_Cosa fare_: Sostituisci "set a marker" con "place a point" in tutte le righe qui sotto e riportale senza altre modifiche.

_Materiale di lavoro_:

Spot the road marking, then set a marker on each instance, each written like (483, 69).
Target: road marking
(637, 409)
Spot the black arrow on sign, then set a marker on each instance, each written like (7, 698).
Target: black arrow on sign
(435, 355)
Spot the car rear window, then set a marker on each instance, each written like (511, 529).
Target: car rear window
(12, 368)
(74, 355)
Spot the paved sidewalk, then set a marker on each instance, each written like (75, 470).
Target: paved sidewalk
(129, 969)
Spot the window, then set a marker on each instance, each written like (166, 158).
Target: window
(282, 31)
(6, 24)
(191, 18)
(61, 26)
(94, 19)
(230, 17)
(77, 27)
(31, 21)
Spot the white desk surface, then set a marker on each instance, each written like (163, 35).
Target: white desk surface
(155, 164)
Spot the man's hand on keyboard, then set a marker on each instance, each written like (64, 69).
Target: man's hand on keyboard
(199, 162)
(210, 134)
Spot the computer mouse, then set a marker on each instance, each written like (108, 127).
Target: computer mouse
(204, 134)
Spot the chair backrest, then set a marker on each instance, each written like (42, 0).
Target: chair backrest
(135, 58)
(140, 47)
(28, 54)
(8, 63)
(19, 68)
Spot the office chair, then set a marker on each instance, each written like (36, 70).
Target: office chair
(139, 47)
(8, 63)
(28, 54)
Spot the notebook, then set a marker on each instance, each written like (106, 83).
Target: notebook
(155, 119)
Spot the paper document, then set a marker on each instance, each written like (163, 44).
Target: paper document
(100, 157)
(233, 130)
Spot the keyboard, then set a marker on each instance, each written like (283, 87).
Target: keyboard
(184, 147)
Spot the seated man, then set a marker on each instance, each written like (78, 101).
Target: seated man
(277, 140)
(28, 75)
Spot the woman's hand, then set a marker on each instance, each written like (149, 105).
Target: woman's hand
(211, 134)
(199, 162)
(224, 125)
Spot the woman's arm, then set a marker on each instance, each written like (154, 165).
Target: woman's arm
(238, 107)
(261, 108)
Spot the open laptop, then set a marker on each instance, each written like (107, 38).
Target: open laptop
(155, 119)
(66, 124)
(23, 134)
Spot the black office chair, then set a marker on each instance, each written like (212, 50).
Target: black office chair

_Risultato_:
Spot the road marking, then place a point on each instance, each written like (483, 69).
Target: road marking
(637, 409)
Spot the black arrow on sign, then place a point on each instance, each written like (7, 698).
Target: black arrow on sign
(435, 355)
Spot the car rear window, then place a point on each instance, each written like (511, 529).
Target: car rear window
(12, 368)
(74, 355)
Spot the paved sidewalk, then place a point on each instance, each written like (75, 470).
Target: paved sidewalk
(129, 969)
Spot the window, then place a point on each instance, each written like (166, 158).
Target: window
(282, 31)
(6, 24)
(191, 18)
(61, 26)
(94, 19)
(230, 17)
(77, 27)
(31, 21)
Spot the white desk surface, then place a point on each instance, each written like (163, 35).
Target: white desk surface
(155, 164)
Spot the man's hand on keyboard, then place a point on each instance, each written like (64, 69).
Target: man's hand on keyboard
(199, 162)
(210, 134)
Spot the computer mouse, then place a point on each instance, each written like (108, 127).
Target: computer mouse
(204, 134)
Spot the chair backrest, then place a point on each instance, each written like (42, 0).
Target: chair backrest
(135, 58)
(140, 47)
(28, 54)
(8, 63)
(19, 68)
Spot the office chair, then place a point on each instance, each written like (36, 70).
Target: office chair
(139, 47)
(8, 63)
(28, 54)
Spot the notebook, then place a point on each instance, each written like (106, 83).
Target: notebook
(155, 119)
Spot the paper document, then place a point on each instance, each written like (163, 44).
Target: paper document
(100, 157)
(233, 130)
Spot the keyboard, then place a point on each instance, each written like (283, 87).
Target: keyboard
(184, 147)
Spot the seated man, then place a point on each instance, each written like (78, 101).
Target: seated man
(277, 140)
(28, 75)
Spot the woman's hand, then place a point on each instance, each written like (149, 105).
Target: woman's hand
(211, 134)
(199, 162)
(224, 125)
Spot the woman's arm, then place a point on each instance, each written like (154, 165).
Target: woman's arm
(238, 107)
(261, 108)
Spot the open laptop, then place a point on each instance, each written like (107, 38).
Target: open laptop
(155, 119)
(66, 124)
(23, 134)
Spot the black office chair, then place a point on each instance, each written like (212, 50).
Target: black office chair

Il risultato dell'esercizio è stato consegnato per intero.